WHAT TO DO: Translate this sentence from the stock market commentary into Spanish: "It should mean lower prices in time and maybe significantly lower."

PASSAGE TO READ:
--------------------
Wall Street Rallies for Year End Bonuses!
Don’t think for a minute this rally in Q4 has been for nothing other than Wall St. managers trying to make up for a disastrous Q3 and still get their bonuses. Since the end of Q3 we have seen some unprecedented moves with the averages up sharply; DJIA +12%, S&P 500 + 11.50%, Nasdaq Composite + 11%, and the Russell 2000 +15%. They are all up even more from their October lows. And we wonder why the retail investor wants no part of investing or the stock market anymore. This has become nothing more then a legalized casino and the “ONLY” winner is Wall St., whether in good times or bad. It does not matter what the EU news backdrop is, a positive spin is placed on it to drive stocks higher. As long as there is no systemic collapse in the EU between now and the end of the year, Wall St. will ignore any negative news and drive stocks higher to secure their bonuses.
So, if this rally is about bonuses, what does this really mean for the stock market as we go forward? It should mean lower prices in time and maybe significantly lower. Having said that, we do have to realize that seasonalities do favor upside from now until the end of the year and into January but it does not have to go quite that smoothly. A lot has to do with what goes on in the EU; although, the way things have been going of late, all selloffs appear to be being bought with bonuses on the hook. With stocks not too terribly far from their most recent recovery highs of SPX 1192, it would not surprise me to see these highs taken out and a challenge of 1320-1350 broadly defined.
--------------------
SUPPLIED MATERIAL:
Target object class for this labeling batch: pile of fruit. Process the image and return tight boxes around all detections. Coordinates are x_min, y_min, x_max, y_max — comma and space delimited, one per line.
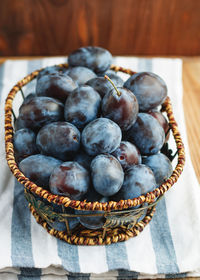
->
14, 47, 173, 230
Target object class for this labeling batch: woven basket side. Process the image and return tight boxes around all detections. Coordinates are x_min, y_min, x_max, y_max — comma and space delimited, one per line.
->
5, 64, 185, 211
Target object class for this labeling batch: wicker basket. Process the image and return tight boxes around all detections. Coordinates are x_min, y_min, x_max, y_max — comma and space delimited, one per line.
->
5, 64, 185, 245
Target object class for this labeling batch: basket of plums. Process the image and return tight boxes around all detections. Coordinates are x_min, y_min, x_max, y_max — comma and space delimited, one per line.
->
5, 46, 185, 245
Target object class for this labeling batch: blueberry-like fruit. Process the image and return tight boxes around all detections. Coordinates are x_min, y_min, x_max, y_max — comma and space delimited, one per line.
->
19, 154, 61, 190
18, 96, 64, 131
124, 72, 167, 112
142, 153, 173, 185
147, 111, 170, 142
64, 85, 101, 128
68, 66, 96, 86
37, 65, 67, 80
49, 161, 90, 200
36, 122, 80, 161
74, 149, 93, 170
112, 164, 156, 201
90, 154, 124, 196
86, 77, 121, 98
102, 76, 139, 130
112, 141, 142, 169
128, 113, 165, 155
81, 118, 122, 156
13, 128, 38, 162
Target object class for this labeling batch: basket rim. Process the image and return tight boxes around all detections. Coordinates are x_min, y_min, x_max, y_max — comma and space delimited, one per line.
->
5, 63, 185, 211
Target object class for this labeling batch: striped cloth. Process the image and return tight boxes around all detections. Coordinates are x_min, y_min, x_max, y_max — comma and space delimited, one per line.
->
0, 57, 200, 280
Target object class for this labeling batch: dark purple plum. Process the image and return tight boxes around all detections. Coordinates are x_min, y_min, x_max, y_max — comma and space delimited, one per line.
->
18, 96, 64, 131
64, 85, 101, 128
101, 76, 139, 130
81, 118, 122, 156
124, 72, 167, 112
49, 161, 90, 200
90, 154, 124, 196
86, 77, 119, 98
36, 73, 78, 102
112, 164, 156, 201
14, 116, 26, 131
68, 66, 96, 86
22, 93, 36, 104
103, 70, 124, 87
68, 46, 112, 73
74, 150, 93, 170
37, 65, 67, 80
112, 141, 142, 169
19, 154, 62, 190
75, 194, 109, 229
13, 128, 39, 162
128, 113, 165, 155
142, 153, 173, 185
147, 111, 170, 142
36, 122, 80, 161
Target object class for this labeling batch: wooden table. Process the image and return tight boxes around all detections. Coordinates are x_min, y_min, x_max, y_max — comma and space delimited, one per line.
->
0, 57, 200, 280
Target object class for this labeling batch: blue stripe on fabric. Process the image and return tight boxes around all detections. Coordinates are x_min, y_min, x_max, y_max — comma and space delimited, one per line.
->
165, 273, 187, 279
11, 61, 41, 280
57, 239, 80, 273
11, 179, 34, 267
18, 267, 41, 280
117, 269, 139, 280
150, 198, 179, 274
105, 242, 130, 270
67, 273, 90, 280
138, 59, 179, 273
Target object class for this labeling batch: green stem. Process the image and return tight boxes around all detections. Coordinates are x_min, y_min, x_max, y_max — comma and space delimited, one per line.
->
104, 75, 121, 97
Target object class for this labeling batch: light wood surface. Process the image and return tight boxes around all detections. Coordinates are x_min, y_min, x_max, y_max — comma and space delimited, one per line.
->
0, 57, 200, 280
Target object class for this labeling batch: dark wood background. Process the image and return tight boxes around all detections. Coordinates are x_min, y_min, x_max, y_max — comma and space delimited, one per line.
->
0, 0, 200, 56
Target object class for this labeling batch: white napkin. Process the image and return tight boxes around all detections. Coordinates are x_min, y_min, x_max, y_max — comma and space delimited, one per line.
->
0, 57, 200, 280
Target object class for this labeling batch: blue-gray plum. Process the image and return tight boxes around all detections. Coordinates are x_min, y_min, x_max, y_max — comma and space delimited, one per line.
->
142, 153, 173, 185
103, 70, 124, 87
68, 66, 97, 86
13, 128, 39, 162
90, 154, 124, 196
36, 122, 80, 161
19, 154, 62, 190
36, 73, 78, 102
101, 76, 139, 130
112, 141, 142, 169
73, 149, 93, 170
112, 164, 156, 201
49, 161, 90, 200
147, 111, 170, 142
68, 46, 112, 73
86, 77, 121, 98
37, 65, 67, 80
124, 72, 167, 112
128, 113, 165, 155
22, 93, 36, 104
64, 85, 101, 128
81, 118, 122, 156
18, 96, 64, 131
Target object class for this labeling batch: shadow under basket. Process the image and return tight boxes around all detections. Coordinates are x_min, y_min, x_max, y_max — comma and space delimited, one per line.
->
--------------------
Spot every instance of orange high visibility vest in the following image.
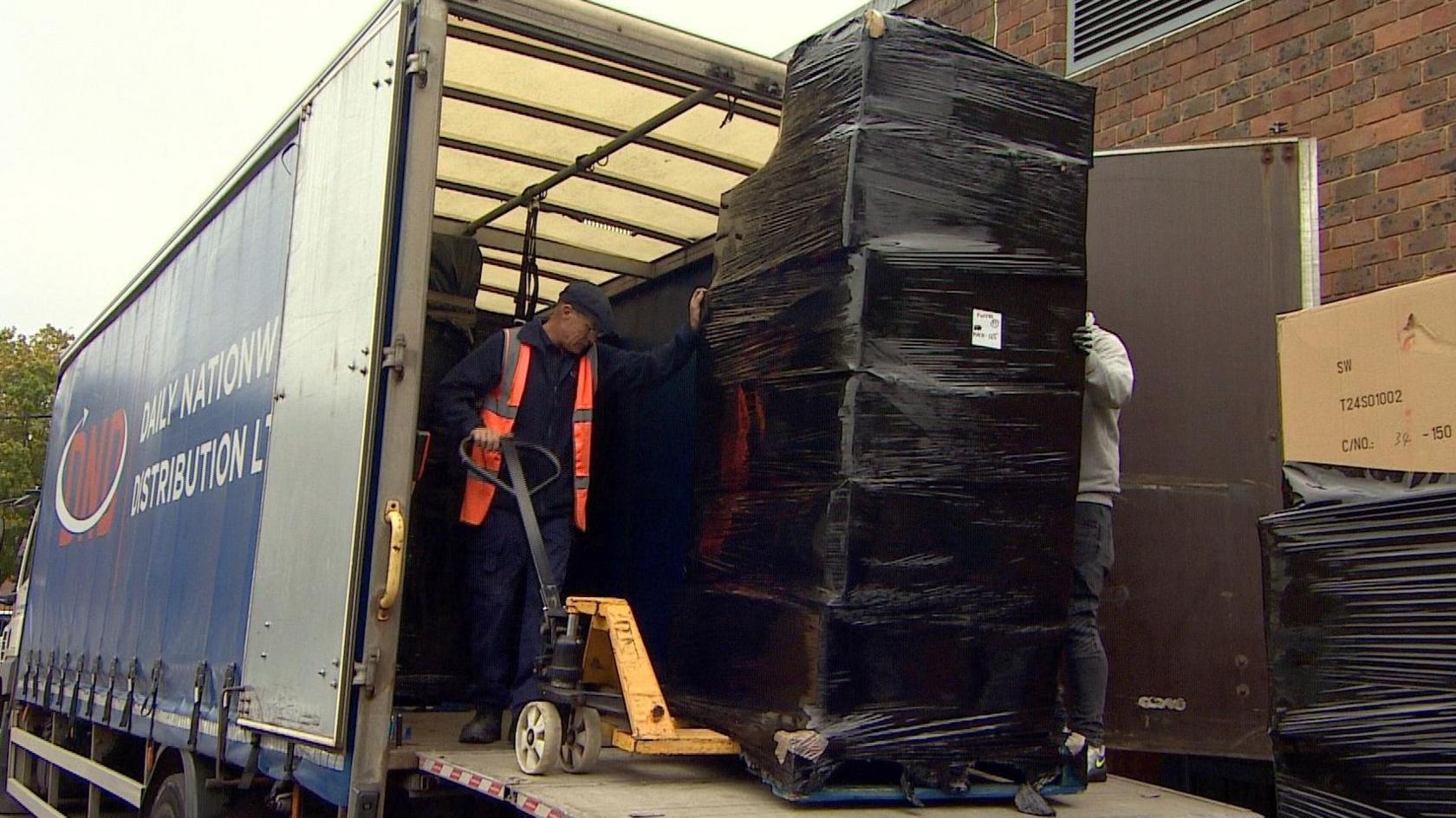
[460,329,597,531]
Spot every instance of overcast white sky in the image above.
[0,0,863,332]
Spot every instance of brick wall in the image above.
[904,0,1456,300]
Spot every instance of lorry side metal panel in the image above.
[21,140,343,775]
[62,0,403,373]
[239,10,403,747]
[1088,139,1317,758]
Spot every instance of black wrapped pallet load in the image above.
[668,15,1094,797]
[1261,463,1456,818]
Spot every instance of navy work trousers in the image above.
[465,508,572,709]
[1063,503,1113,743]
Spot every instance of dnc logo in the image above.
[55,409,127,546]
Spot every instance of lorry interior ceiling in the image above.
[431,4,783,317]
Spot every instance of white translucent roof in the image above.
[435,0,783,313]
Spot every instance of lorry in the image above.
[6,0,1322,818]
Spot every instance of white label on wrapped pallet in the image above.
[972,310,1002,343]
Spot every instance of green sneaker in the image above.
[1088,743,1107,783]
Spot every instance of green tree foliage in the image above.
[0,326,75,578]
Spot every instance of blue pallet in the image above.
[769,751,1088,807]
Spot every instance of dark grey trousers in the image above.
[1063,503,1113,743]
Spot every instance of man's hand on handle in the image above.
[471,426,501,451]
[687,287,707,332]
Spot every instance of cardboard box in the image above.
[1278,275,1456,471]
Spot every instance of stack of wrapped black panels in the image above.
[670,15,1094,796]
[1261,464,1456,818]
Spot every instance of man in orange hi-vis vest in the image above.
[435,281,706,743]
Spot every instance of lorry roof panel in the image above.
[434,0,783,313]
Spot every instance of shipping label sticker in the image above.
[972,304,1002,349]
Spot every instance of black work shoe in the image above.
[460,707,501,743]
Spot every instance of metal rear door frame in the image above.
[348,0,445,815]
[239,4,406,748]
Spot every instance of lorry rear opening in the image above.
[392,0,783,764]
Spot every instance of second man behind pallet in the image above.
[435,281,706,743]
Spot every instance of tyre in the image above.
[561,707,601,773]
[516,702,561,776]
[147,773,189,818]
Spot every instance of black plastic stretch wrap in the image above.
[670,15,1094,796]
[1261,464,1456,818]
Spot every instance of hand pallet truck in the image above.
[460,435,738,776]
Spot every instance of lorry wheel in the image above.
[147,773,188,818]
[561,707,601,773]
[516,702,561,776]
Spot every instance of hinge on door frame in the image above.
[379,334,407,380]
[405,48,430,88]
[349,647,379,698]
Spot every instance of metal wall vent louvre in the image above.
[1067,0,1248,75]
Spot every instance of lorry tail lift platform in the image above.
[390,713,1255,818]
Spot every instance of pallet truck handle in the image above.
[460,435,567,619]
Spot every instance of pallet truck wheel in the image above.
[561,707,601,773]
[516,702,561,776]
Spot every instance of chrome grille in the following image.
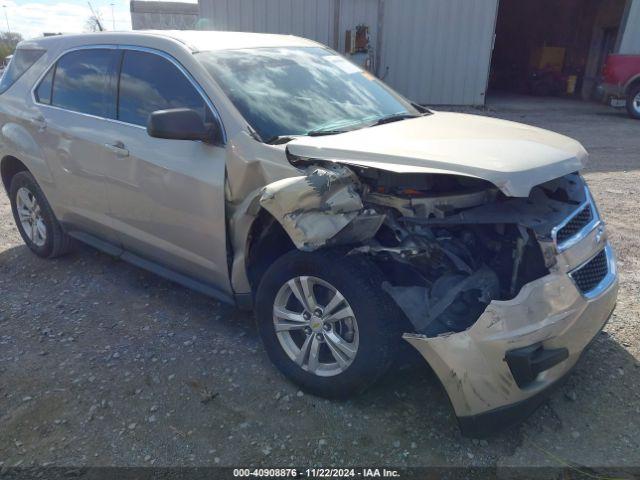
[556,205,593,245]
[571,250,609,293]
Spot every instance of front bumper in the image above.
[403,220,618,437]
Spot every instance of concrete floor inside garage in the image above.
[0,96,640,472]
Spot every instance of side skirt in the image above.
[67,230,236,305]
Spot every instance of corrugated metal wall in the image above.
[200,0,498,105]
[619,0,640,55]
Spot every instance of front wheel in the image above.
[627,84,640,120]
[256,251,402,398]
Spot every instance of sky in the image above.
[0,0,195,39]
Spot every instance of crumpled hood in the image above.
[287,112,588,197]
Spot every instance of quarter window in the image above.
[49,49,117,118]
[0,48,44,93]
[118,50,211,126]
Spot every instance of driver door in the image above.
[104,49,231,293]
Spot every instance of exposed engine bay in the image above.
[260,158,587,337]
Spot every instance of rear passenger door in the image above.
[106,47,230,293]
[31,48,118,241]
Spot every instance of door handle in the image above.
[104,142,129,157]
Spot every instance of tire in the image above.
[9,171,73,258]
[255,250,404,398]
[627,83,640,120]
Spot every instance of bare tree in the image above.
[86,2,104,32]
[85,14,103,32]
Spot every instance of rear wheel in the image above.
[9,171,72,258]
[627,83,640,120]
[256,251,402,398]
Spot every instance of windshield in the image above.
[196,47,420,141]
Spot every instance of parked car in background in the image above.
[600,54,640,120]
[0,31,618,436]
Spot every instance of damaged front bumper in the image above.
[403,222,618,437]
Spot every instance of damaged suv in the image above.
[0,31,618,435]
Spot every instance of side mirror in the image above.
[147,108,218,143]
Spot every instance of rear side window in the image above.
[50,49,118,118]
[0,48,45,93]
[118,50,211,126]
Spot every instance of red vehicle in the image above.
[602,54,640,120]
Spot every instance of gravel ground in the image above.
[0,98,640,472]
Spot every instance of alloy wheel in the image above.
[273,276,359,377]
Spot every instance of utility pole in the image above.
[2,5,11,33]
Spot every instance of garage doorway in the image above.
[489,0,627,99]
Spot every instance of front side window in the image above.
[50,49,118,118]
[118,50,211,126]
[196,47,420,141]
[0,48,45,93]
--------------------
EXPECTED ANSWER: Debería significar precios más bajos con el tiempo, y quizás significativamente más bajos.